● Auftrag 1
Nenne alle Orte, an denen sich laut dem Textauszug über die „fresh expressions“ eine neue Gemeinschaft bilden oder treffen kann.
● Auftrag 2
Setze den Text über die „fresh expressions“ im Anschluss an seinen letzten Satz fort.

● Textauszug
★ ★ ★ ★ ★
Wozu ist die Kirche überhaupt da? „Sie soll den Menschen einen Vorgeschmack auf das Reich Gottes geben“, sagt Bischof Graham Cray von Maidstone/England, maßgeblich an der Idee der „fresh expressions“ beteiligt. „Kirche ist etwas, das geschieht: Menschen begegnen Jesus und bilden eine Gemeinschaft mit ihm. Diese Gemeinschaft aber kann viele Formen und Stile entwickeln.“ Daher spricht das Grundsatzdokument, das 2004 den Startschuss zu dieser ökumenischen Missionsinitiative gab, von einer „mission-shaped church“, von einer Kirche, die vor allem geprägt ist durch die Art, wie sie Gottes Wort glaubwürdig vermitteln kann.
Damit aber ist der Weg frei, ganz neue Dinge auszuprobieren, um das Evangelium an den Mann und die Frau zu bringen. Ob sich eine neue Gemeinschaft um eine Kneipe oder ein Kino bildet, in einem Wohnzimmer, in einer Kapelle oder einem Kindergarten trifft – das ist erst einmal egal. „Die neue Glaubensgemeinschaft“, so Cray, „wendet sich an jene, die die traditionelle Art der Seelsorge nicht mehr erreicht. Gegründet zum Wohl jener, die in keine Kirche gehen – ob sie nun getauft sind oder nicht.“
Hauptsache, es wird gewagt und gesät
Die meisten neuen „Kirchenpflanzungen“ werden von Laien vorgenommen; die sind allerdings eigens geschulten Priestern verantwortlich. Und alle Initiativen beruhen jeweils auf „bischöflichen Missionsaufträgen“. 2010, sechs Jahre nach dem Startschuss, gab es bei Anglikanern und Methodisten 2000 solcher neuartiger Gemeindeformen. „Das bedeutete, dass sich 60 000 zusätzliche Menschen in der Kirche engagiert hatten, die das sonst nicht getan hätten“, fasst Cray zusammen.
★ ★ ★ ★ ★
● Datensätze
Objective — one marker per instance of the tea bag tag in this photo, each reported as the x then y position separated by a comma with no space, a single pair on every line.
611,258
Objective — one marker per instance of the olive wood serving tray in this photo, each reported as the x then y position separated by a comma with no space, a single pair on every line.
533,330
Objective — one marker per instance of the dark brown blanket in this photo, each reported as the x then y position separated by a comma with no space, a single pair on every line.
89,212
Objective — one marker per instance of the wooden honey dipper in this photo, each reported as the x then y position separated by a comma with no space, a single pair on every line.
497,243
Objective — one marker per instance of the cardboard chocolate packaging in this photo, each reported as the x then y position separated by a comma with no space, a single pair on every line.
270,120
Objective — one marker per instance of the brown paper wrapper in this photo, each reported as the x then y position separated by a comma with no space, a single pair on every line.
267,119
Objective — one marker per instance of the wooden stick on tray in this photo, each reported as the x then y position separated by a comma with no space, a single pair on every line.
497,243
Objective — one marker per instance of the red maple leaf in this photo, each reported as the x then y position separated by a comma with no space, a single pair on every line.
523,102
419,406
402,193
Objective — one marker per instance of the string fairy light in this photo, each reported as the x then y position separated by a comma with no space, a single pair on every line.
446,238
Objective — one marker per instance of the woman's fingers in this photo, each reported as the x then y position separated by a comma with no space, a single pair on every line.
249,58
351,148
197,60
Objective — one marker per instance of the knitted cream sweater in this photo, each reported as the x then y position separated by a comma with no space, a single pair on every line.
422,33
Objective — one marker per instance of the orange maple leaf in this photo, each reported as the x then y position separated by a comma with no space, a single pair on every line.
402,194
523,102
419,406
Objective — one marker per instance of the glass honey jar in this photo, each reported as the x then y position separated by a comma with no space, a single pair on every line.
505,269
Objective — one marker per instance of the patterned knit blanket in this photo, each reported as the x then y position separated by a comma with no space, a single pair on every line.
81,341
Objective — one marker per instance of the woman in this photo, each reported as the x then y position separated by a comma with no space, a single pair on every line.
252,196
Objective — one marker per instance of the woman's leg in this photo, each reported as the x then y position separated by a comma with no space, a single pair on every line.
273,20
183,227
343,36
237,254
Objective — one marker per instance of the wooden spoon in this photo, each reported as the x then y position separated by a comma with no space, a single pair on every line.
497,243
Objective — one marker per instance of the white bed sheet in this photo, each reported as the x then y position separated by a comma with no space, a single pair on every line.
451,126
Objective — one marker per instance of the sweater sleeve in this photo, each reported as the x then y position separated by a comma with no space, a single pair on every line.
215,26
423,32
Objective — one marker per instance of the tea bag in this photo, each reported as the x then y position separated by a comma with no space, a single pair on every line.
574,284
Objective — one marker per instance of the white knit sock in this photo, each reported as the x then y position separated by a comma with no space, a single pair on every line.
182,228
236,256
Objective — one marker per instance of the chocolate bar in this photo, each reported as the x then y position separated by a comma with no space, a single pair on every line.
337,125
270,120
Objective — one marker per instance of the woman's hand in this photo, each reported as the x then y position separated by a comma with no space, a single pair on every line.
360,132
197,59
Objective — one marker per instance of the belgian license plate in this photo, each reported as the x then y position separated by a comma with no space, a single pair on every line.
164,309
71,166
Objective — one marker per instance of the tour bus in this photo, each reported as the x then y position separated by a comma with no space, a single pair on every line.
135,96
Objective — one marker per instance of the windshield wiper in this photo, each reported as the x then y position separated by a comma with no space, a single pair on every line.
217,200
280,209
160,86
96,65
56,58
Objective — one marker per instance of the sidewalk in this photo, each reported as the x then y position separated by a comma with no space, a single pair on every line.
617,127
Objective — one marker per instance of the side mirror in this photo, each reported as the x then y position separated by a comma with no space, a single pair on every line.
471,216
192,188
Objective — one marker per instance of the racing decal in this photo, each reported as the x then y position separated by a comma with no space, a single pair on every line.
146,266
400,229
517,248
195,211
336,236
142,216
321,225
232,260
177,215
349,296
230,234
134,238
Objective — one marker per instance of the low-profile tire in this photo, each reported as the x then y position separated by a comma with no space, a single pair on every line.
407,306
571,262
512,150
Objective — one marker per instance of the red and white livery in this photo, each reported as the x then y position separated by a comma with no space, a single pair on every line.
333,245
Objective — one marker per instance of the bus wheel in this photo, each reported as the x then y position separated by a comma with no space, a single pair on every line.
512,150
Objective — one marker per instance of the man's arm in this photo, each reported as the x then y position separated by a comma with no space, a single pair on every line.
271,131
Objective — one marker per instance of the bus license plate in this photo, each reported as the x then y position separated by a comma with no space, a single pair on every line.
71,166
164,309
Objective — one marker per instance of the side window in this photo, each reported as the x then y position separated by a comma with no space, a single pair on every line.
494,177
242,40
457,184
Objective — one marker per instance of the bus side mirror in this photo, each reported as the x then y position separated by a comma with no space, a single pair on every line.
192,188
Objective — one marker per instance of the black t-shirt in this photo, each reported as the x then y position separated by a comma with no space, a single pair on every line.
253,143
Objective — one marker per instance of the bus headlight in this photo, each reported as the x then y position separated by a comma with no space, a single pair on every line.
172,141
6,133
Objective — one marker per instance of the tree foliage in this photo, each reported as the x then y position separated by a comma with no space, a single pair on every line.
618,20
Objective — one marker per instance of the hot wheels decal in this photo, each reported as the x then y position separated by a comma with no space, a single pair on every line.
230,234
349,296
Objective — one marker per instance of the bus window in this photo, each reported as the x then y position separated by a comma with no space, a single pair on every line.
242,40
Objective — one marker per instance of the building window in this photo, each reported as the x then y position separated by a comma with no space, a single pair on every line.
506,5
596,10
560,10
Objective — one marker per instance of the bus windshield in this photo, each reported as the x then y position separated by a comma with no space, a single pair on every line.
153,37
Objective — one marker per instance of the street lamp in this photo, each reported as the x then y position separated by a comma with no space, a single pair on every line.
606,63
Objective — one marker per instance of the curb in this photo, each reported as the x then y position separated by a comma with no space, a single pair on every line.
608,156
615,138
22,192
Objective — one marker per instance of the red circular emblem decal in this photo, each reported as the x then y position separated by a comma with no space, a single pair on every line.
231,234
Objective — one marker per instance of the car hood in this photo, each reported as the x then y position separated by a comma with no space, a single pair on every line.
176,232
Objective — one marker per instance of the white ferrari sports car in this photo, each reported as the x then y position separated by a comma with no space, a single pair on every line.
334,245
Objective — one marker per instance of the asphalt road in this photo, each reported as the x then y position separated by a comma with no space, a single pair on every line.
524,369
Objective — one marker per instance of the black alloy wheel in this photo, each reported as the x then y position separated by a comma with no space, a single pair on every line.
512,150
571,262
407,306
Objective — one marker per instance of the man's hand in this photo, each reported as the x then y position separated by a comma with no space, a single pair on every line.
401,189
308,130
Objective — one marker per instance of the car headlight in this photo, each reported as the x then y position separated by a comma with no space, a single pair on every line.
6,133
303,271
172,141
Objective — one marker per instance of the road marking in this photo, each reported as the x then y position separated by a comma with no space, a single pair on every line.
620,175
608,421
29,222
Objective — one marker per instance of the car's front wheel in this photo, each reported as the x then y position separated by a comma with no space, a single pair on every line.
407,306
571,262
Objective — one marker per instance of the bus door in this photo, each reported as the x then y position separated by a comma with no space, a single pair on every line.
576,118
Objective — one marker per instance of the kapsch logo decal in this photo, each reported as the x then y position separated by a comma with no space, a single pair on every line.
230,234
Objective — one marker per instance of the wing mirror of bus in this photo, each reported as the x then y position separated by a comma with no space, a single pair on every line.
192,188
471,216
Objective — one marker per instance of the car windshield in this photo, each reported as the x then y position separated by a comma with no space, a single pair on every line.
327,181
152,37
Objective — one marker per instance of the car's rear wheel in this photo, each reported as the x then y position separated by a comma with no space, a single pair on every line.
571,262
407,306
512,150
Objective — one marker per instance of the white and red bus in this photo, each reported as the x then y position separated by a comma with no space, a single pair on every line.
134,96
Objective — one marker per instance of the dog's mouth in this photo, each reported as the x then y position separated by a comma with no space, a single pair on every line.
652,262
★ ★ ★ ★ ★
● Antwort 1
Genannt werden eine Kneipe, ein Kino, ein Wohnzimmer, eine Kapelle und ein Kindergarten.

● Antwort 2
Auch wenn manche Pflanzung nach einiger Zeit wieder eingeht oder aus einer Idee etwas anderes erwächst, als geplant: Hauptsache, es wird gewagt und gesät. Ob Kneipe, Kindergarten, Kulturcafé, Wärmestube, Jugendkirche, Wallfahrtskirche oder traditionelle Pfarrei – keine Form ist mehr oder weniger wert als eine andere. Rowan Williams, früherer Erzbischof von Canterbury, prägte den Ausdruck der „mixed economy“, der Mischwirtschaft, in der traditionelle Pfarreien neben den neuen Gemeindeformen bestehen und leben.